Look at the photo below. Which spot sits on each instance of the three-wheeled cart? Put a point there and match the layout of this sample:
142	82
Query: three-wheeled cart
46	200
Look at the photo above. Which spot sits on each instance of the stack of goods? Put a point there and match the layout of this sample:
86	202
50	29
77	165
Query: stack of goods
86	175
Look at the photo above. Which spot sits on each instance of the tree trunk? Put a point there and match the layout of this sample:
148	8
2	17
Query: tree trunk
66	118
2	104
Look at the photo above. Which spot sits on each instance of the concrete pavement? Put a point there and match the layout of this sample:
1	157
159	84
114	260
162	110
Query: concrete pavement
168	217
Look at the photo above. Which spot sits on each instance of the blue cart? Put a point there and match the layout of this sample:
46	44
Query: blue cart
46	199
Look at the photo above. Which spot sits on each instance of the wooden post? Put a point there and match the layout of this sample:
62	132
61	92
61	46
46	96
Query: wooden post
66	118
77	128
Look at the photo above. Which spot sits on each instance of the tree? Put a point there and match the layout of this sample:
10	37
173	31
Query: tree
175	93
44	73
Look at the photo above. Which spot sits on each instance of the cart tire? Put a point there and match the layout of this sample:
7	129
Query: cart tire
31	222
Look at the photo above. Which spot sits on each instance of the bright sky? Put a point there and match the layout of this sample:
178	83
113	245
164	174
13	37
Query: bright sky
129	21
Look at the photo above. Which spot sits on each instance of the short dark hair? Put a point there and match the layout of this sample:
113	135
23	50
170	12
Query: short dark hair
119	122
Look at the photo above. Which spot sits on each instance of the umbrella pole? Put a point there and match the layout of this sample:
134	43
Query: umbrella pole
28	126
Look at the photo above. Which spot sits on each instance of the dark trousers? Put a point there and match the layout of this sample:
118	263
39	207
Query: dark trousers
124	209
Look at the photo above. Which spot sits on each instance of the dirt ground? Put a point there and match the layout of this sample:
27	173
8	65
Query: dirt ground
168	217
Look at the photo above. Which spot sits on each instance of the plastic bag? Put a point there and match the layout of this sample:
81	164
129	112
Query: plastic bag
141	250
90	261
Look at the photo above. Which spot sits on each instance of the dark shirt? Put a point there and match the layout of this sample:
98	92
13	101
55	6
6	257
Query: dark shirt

————

### WRITTEN TASK
Turn every line of the records above into a numbered list, leaving out any blank lines.

### RESULT FOR THIS EXERCISE
1. Look at the photo below. Which spot sits on each instance of the three-wheeled cart? Put a point there and match the layout of this sample:
2. 142	82
3. Query: three-wheeled cart
4. 46	200
5. Look at the photo above. Which spot sits on each instance of the stack of goods? Put a point there and match the layout of this sample:
6. 86	202
7. 50	29
8. 77	165
9. Query: stack of goods
10. 86	175
11. Look at the photo above. Which spot sits on each instance of the tree trunk? Put a point there and match the layout of this sample:
12. 148	8
13. 2	17
14. Query: tree trunk
15. 66	118
16. 2	104
17. Look at the photo above. Which spot sits on each instance of the concrete pavement? Put a point there and match the layout of this sample:
18. 1	157
19. 159	84
20. 114	260
21. 162	110
22. Query: concrete pavement
23. 168	217
24. Look at the photo above. Which spot sits on each instance of the blue cart? Put a point there and match the layout of this sample:
25. 46	44
26. Query: blue cart
27. 46	199
28. Look at the photo above. Which spot sits on each instance of the wooden post? Put a point there and match the layout of this sample:
29. 62	132
30. 61	92
31. 61	46
32. 46	96
33. Query: wooden post
34. 66	118
35. 77	128
36. Look at the photo above. Which spot sits on each instance of the tree? Put a point there and match the layout of this sample:
37. 10	37
38. 173	31
39. Query: tree
40. 175	93
41. 44	73
42. Look at the photo above. Which spot sits on each instance of the cart tire? Put a point there and match the layout of this sample:
43. 7	129
44. Query: cart tire
45. 31	222
46. Look at the photo above. Which spot sits on each instance of the bright sky? Put a point there and match the layout of this sample:
47. 178	83
48. 113	245
49. 164	174
50. 13	37
51. Query: bright sky
52. 129	21
53. Look at the photo above. Which spot sits on each instance of the short dark hair? Put a point there and match the layout of this sample:
54. 113	135
55. 23	50
56. 170	12
57. Query: short dark hair
58. 119	122
59. Look at the photo above. Which spot sits on each instance of the umbrella pole? Put a point there and match the layout of this sample:
60. 134	43
61. Query: umbrella pole
62. 28	126
63. Look at the photo above. Which spot sits on each instance of the dark trousers? Put a point there and match the layout of this sample:
64. 118	263
65. 39	207
66. Query: dark trousers
67. 124	209
68. Look at the photo above. Which spot sits on each instance of the dirt ground? Put a point there and match the layout of this sample:
69. 27	173
70. 8	65
71. Query: dirt ground
72. 168	217
73. Look at the photo above. Which spot sits on each instance of the plastic bag? Put a point there and match the layout of this sample:
74. 81	164
75. 129	112
76. Query: plastic bag
77. 141	250
78. 90	261
79. Look at the photo above. Which spot sits on each instance of the dark shirt? Put a point there and match the layout of this sample:
80. 98	92
81. 13	101
82. 55	6
83. 6	257
84. Query: dark shirt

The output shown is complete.